Task requirements →
(A) Answer these questions from the review of The Game:
(i) What is Conrad wearing and holding when Nicholas's bullet hits him?
(ii) What softens Nicholas's fall from the rooftop?
(iii) Whose cinematography does the review say The Game benefits from?
(B) Resume the review of The Game after its final sentence and carry it on in the same voice.

Believing this to be just another one of her lies, Nicholas points the gun at the locked door being broken down and fires his piece first. His bullet hits Conrad in the stomach, who is dressed in a tuxedo and holding a champagne bottle. Realizing that Christine was finally telling the truth, but unable to face the idea that he has probably murdered his own brother, Nicholas leaps from the rooftop, presumably to his death. His fall, however, is softened by some breakaway glass and a large inflatable mat situated in the middle of a ballroom where guests have been patiently anticipating Nicholas’ planned arrival. Conrad hurries into the room to prove to Nicholas that his gun was full of squibs and blanks. Nothing’s real. No one died. It’s all been part of the game.
Forever changed by the experience of nearly having lost everything to his own complacency, a more repentant and contrite Nicholas emerges from the experiment. After the party, Nicholas approaches Christine to inquire if she might agree to see him socially, now that their roleplaying has finally come to an end. The film ends before she can give her reply, leaving an open ended question of whether the game is still being played on an even more subliminal and perverse level.
For the most part, The Game is a delectably deviant excursion. There has never been another film quite like it, not even from David Fincher whose view of modern society is born from a desperate need to connect in a sea of isolationism. Like all of Fincher’s variations on this theme, The Game greatly benefits from Harris Savides’ moody cinematography; stark and occasionally almost monochromatic. Michael Douglas gives another great performance as the monolithic executive whose sense of self is torn apart and then put back together for the better. Sean Penn’s role is practically a cameo, but he makes the absolute most of his brief scenes and is an indelible presence. Deborah Kara Unger provides solid support as his manipulative accomplice.

Given information →
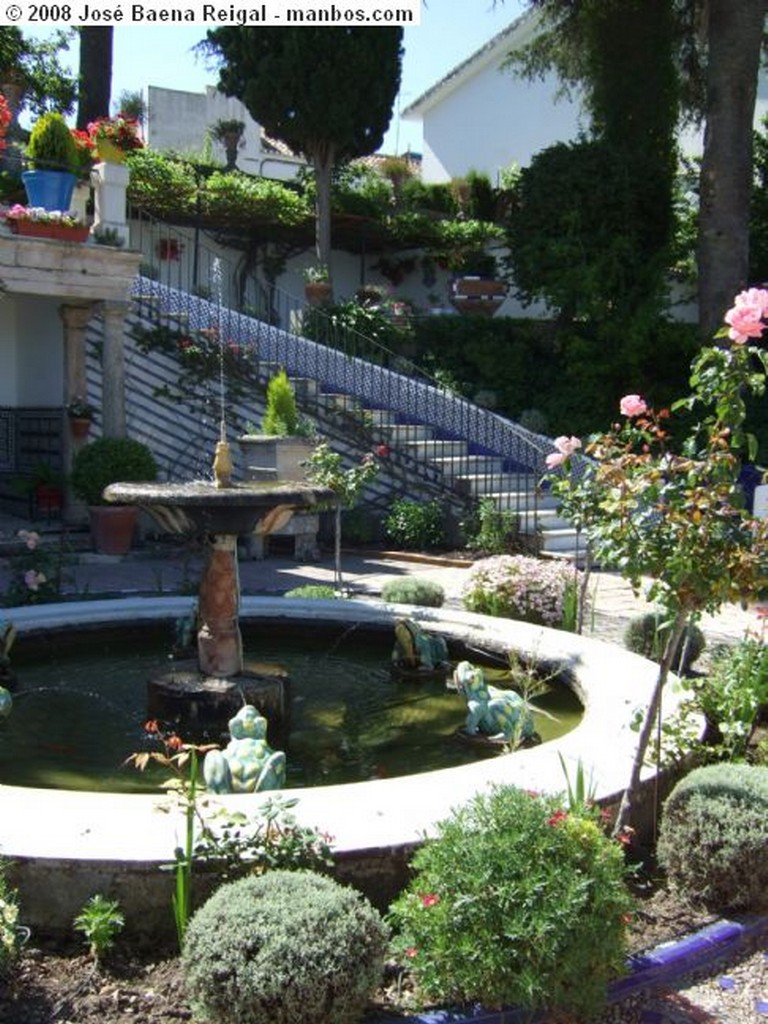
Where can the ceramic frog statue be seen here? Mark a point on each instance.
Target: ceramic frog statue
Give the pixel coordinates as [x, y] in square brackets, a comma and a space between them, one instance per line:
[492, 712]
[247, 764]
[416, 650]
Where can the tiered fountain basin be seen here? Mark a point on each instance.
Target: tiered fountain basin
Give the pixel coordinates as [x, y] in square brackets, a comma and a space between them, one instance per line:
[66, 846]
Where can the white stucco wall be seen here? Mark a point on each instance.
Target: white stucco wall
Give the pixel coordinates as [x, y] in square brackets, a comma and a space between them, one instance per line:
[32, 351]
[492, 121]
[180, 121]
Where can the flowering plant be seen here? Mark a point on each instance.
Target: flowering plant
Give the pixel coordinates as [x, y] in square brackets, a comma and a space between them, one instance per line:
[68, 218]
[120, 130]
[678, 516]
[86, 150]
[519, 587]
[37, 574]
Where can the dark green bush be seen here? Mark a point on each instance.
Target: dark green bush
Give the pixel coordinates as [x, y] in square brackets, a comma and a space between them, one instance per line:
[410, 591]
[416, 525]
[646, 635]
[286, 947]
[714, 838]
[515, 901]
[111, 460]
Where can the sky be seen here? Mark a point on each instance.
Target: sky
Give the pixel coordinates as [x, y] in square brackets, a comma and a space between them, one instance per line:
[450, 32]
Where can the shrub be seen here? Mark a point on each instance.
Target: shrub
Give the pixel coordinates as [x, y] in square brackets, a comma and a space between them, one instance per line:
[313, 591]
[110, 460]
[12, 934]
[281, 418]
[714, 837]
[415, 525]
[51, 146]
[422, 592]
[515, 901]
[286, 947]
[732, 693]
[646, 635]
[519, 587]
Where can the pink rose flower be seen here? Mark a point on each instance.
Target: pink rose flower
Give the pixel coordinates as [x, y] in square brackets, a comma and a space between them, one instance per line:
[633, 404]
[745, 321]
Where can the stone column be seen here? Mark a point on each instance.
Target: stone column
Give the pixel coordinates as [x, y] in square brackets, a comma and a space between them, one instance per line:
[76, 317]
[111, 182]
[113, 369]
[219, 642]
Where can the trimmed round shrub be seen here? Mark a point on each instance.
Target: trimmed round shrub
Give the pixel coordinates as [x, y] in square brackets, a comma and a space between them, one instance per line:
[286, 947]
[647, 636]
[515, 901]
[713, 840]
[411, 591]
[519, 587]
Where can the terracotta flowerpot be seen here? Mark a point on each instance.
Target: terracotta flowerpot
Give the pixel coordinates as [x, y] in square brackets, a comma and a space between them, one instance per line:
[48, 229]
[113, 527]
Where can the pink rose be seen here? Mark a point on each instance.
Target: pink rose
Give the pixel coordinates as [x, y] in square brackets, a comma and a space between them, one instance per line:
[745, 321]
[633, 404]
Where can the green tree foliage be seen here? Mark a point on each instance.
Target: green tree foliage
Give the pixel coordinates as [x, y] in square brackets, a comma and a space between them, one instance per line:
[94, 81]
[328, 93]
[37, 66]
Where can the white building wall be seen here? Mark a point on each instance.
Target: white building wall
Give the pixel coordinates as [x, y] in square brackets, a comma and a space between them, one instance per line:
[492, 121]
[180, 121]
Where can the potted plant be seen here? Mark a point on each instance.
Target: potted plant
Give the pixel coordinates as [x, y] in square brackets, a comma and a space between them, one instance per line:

Per-task outputs →
(A)
(i) A tuxedo, and he is holding a champagne bottle.
(ii) Some breakaway glass and a large inflatable mat in the middle of a ballroom.
(iii) Harris Savides'.

(B)
At long last Criterion gives us The Game in a transfer worthy of the film. For nearly two decades fans have had to contend with the now defunct Polygram non-anamorphic transfer, riddled in excessive artifacts and a barrage of edge enhancement that made the experience of viewing The Game a real challenge to say the least. The Criterion effort is only 2k resolution – a minor sticking point but one I continue to find quite unacceptable from Criterion, given that 4k hi-res imaging has recently given way to 6 and even 8k mastering in the hi-def marketplace.
There’s nothing inherently wrong with this 2k scan. In fact, it’s quite good, capturing a lot of fine detail even from Savides’ low key lighting and cinematography that deliberately strains the eye. The stylized color palette is perfectly preserved. It’s difficult to assess accuracy of flesh tones, but suffice it to say this transfer is very film like and will surely not disappoint. Contrast is solid and grain appears quite natural. Good stuff. The 5.1 DTS audio is strikingly aggressive in spots. Dialogue is clean and clear.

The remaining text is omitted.